**Parts of the exercise:**
(a) Which rows below contain the string "white"? Gather every one of them.
(b) Continue the passage about monitoring downhole actuators from where it stops.

**Reading text:**
In the production of oil and gas, the reliable operation of downhole equipment typically is of paramount importance. For example, one class of downhole equipment is actuator-based equipment that is used to displace downhole parts, such as pads and sleeves. To accomplish this, an actuator of the equipment may use, as examples, an electromechanical arrangement (an arrangement in which a motor actuates a screw drive, for example) or an electrohydraulic arrangement (an arrangement in which an electric motor is driven by a hydraulic pump or jack cylinder). Quite often, the actuator is used in a well process control application in which the consequences of failure may be potentially very expensive, as failure of the actuator may cause lost production, damage to the well, damage to the reservoir or abandonment of the well, as just a few examples.
A valve is one type of downhole equipment that may use an actuator. For example, a sleeve valve 10 (schematically depicted in FIG. 1) may include a linear actuator 9 to control the flow of well fluid from a producing formation into a central passageway of a production tubing 12. To accomplish this, the valve 10 may include a generally cylindrical sleeve 26 that closely circumstances the outside of the tubing 12. In the operation of the valve 10, a motor 14 (of the actuator 9) actuates a ball screw drive 20 (also of the actuator 9) to move the sleeve 26 to selectively restrict the flow of well fluid through radial ports 8 of the tubing 12.
Performance aspects of the linear actuator 9 may change over time, and unfortunately the actuator 9 may eventually fail. Therefore, it is often desirable for an operator at the surface of the well to know how the linear actuator 9 is performing in order to predict when the actuator 9 is going to fail. Without this knowledge, the operator may unexpectedly lose control of the valve 10 and thus, not be able to plan and take remedial actions (final positioning of the valve 10, as an example). As a result, production may be lost due to the unexpected loss of valve control. It may also be advantageous to observe the performance of the valve 10 for purposes of improving future valve designs.
One way to monitor the performance of the linear actuator 9 is to place circuitry (not shown) downhole to monitor selected parameters (of the actuator 9), such as voltages, currents, speeds and positions. When one or more of the monitored parameters fall outside of predefined limits, the downhole circuitry may transmit stimuli (signals on a bus, for example) uphole to indicate this event. A potential difficulty with this arrangement is that mere indication(s) of one or more limits being exceeded may not sufficiently describe the performance of the linear actuator 9 or provide advance warning of future problems. In other arrangements, downhole circuitry (not shown) may sample selected parameters of the linear actuator 9 at a predefined rate (a rate above the Nyquist rate, for example) so that a continual stream of information may be transmitted uphole that indicates different actual performance aspects of the actuator 9 in real time. However, this arrangement may consume a significant amount of the bandwidth that is available for communicating with downhole equipment.

**Records shown:**

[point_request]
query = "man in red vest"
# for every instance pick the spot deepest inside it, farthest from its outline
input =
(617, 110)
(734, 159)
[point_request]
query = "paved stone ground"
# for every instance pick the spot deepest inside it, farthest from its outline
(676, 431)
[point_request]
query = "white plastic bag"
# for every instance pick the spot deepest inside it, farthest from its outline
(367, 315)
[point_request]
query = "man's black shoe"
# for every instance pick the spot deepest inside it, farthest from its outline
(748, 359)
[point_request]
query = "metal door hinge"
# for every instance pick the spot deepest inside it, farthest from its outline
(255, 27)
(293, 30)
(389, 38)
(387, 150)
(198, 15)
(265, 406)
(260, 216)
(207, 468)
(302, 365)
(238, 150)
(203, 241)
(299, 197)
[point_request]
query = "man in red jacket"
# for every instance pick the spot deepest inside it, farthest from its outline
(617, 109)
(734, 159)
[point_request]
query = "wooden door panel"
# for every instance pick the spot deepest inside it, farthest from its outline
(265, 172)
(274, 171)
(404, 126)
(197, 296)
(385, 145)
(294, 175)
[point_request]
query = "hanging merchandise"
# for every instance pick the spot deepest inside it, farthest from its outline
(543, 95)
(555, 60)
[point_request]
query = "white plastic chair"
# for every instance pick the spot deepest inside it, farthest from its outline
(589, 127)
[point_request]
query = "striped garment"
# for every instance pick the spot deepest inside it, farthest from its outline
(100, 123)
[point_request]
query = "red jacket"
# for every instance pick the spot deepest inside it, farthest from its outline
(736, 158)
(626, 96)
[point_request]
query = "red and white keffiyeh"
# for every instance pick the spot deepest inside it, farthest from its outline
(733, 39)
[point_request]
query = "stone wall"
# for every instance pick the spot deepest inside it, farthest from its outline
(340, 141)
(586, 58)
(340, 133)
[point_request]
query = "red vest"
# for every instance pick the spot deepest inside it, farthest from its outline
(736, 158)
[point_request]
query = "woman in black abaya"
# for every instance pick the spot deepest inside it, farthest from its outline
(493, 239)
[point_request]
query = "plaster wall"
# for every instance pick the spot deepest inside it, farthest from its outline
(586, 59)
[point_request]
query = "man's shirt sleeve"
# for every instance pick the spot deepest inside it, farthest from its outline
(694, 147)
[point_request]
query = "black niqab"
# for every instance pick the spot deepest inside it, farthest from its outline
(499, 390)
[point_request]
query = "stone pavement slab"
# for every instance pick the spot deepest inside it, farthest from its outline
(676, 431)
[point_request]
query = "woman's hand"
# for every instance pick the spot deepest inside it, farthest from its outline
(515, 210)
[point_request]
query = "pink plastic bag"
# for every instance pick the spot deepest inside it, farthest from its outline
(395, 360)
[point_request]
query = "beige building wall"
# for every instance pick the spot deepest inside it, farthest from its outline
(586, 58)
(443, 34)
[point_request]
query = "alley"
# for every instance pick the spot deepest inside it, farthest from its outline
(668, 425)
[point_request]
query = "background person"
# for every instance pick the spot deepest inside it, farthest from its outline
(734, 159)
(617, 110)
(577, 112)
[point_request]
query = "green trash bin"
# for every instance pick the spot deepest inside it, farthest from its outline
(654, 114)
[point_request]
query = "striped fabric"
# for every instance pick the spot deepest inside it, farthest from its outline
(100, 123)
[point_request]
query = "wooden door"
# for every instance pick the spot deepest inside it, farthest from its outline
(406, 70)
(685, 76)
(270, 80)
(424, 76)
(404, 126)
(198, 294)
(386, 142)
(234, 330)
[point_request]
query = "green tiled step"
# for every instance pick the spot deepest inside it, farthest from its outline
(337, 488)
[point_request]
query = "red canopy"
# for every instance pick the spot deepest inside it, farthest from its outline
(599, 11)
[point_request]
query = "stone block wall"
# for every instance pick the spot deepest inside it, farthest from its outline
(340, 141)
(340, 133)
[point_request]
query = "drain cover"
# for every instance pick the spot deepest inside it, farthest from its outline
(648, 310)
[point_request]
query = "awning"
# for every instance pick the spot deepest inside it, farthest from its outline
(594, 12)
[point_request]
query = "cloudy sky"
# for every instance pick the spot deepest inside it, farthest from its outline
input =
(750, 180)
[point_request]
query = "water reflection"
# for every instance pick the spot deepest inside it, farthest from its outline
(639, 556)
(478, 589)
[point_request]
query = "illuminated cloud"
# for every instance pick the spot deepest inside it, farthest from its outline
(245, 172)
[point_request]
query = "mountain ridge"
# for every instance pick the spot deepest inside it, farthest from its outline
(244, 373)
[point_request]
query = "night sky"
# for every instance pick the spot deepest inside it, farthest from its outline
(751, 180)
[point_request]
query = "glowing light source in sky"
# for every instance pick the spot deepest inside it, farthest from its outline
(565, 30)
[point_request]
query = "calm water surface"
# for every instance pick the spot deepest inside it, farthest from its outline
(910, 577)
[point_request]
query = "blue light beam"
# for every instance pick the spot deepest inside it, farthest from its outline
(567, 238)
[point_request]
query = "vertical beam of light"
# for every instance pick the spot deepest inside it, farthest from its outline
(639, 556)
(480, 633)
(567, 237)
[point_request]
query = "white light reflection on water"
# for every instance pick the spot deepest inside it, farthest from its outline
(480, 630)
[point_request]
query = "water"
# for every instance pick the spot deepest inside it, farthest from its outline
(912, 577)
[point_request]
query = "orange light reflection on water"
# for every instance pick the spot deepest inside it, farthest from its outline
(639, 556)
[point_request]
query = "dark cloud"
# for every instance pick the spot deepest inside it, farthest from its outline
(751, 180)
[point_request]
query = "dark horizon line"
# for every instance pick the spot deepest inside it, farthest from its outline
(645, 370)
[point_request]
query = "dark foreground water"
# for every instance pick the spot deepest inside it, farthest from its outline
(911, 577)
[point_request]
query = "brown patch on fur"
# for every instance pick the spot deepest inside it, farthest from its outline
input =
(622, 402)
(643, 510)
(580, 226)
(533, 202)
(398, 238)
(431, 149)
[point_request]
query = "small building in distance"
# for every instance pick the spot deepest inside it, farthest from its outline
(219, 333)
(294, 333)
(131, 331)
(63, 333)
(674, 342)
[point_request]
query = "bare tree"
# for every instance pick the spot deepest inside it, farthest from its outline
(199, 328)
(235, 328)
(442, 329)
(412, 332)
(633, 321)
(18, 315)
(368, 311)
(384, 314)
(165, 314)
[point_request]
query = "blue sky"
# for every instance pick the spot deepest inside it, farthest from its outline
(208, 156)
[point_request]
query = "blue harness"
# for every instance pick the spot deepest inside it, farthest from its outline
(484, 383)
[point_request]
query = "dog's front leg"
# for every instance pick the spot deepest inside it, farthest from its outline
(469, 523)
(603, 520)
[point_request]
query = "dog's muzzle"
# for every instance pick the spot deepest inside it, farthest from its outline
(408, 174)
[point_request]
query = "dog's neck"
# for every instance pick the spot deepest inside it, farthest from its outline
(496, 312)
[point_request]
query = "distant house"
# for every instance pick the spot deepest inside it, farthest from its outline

**Answers to the exercise:**
(a)
query = "white plastic bag"
query = "white plastic chair"
query = "red and white keffiyeh"
query = "white light reflection on water"

(b)
Thus, there is a continuing need for an arrangement to address one or more of the difficulties described above.
In one embodiment of the invention, a method for use with equipment located downhole in a subterranean well includes providing a model describing behavior of the equipment and measuring a state of the equipment downhole. An indication is received of the state at a surface of the well, and the model is modified based on the indication.
In another embodiment of invention, a system includes equipment located downhole in a subterranean well, a communication link, a circuit and a machine. The communication link is adapted to furnish an indication of a state of the equipment at a surface of the well, and the circuit is located downhole and adapted to detect the state and produce the indication. The machine is adapted to provide a model describing behavior of the equipment and modify the model based on the indication.
Other embodiments of the invention will become apparent from the following description, from the drawing and from the claims.
FIG. 1 is a cross-sectional view of a valve of the prior art.
FIG. 2 is a schematic diagram of a system to monitor performance of a downhole actuator according to an embodiment of the invention.
FIG. 3 is a schematic diagram of a monitoring circuit of FIG. 2 according to an embodiment of the invention.
FIG. 4 is a cross-sectional view of a valve according to an embodiment of the invention.
FIG. 5 is a schematic diagram illustrating a model of the system.
FIGS. 6 and 7 are plots of voltages and currents derived from the behavioral model illustrating a performance of a linear actuator of the system.
FIG. 8 is a schematic diagram of a system to monitor performances of various pieces of downhole equipment according to an embodiment of the invention.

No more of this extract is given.